[[ Excerpted data, beginning ]]
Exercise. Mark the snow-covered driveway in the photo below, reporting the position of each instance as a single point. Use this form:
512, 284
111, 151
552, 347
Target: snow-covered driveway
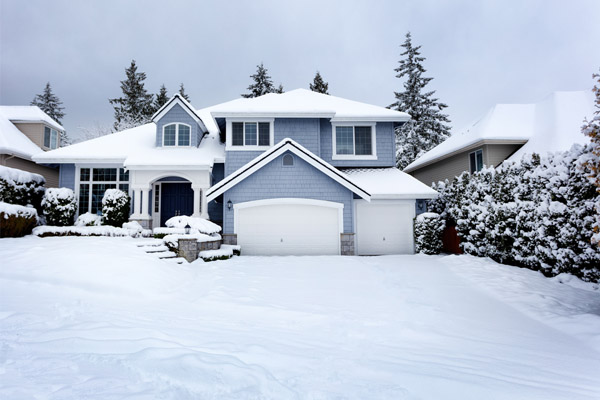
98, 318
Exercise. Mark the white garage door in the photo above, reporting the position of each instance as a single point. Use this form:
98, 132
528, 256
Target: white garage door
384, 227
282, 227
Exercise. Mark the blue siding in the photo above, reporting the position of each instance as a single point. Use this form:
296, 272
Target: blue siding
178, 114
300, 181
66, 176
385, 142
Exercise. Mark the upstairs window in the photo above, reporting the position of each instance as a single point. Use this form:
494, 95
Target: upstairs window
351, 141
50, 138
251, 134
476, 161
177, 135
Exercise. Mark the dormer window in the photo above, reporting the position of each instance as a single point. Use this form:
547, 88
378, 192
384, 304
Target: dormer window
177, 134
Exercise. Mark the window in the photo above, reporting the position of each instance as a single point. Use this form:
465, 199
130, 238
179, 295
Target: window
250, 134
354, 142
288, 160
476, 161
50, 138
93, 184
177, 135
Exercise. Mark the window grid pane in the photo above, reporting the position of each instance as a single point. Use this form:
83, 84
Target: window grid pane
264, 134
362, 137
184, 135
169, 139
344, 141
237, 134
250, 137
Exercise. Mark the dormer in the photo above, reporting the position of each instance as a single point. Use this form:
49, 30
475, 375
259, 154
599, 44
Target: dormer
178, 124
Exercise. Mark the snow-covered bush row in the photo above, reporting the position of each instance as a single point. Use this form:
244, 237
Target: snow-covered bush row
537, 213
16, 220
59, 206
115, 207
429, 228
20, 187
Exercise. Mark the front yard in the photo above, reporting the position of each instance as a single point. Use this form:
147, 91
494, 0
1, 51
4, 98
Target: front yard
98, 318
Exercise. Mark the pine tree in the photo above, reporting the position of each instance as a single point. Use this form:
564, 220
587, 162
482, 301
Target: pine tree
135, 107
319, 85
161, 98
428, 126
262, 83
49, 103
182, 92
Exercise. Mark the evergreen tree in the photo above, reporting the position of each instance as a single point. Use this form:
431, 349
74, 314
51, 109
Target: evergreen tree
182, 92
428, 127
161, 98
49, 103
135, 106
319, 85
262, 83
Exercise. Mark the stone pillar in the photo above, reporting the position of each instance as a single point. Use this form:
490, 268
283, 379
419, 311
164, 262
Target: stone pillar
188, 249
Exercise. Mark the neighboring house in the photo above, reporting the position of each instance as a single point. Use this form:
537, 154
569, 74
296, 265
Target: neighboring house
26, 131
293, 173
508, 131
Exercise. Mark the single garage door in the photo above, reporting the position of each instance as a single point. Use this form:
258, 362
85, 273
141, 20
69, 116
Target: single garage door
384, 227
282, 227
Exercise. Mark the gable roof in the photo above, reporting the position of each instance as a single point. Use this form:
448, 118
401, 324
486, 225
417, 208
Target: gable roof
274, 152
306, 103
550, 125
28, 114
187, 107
[[ Excerpted data, end ]]
[[ Excerpted data, beginning ]]
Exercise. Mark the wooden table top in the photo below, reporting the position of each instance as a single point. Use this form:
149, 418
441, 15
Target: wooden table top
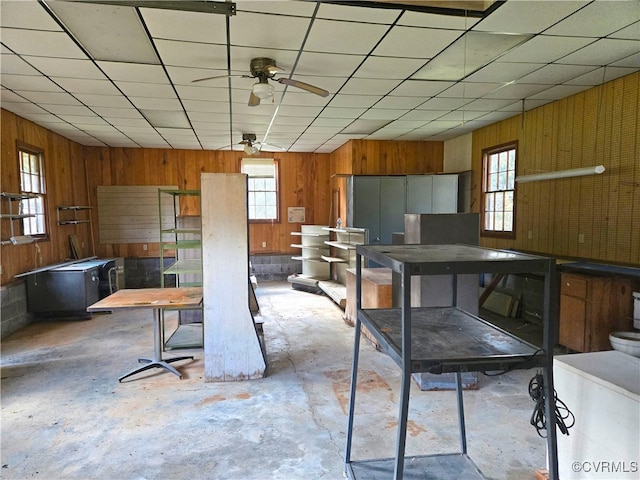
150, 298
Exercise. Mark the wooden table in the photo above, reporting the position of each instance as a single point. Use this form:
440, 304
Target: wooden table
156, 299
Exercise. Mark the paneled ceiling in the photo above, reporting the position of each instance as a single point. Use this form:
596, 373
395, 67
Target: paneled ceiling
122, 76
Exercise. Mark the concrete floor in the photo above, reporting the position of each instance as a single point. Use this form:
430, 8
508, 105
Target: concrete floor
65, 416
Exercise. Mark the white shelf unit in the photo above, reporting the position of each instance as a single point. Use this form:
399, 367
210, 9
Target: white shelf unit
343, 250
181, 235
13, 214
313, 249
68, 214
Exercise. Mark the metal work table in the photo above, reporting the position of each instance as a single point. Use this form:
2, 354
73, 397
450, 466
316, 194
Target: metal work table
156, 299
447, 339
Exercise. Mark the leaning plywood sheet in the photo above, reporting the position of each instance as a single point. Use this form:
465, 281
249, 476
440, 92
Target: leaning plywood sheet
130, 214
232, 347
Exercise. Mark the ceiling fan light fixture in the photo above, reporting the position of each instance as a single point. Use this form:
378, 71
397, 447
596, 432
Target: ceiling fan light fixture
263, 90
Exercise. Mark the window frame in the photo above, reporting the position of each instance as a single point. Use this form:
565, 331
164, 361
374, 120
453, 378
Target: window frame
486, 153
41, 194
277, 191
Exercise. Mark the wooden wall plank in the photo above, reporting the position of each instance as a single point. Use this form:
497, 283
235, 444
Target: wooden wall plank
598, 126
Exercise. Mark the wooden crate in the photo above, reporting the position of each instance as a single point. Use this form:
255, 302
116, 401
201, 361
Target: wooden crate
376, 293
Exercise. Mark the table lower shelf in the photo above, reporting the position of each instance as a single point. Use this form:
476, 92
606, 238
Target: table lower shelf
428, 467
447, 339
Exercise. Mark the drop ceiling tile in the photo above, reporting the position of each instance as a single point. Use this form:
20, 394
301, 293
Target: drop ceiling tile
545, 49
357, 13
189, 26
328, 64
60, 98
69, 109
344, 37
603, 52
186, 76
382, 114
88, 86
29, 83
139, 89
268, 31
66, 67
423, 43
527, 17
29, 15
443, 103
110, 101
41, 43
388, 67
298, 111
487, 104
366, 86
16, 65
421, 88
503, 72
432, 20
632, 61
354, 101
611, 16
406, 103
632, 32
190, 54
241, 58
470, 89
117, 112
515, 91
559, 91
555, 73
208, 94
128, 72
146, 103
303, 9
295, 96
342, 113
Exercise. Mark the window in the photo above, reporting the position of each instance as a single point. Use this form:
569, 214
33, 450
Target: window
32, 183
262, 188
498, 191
[[ Excerpted data, end ]]
### Exercise details
Please copy each line of the entries in which the word "below" shows up.

### Answer section
Exercise. Mark the snow-covered driveway in the photo below, reporting the position of each instance as a single point. Use this form:
Exercise. Mark the wooden table top in the photo below, reporting the position of each instance as a single point. Use this form:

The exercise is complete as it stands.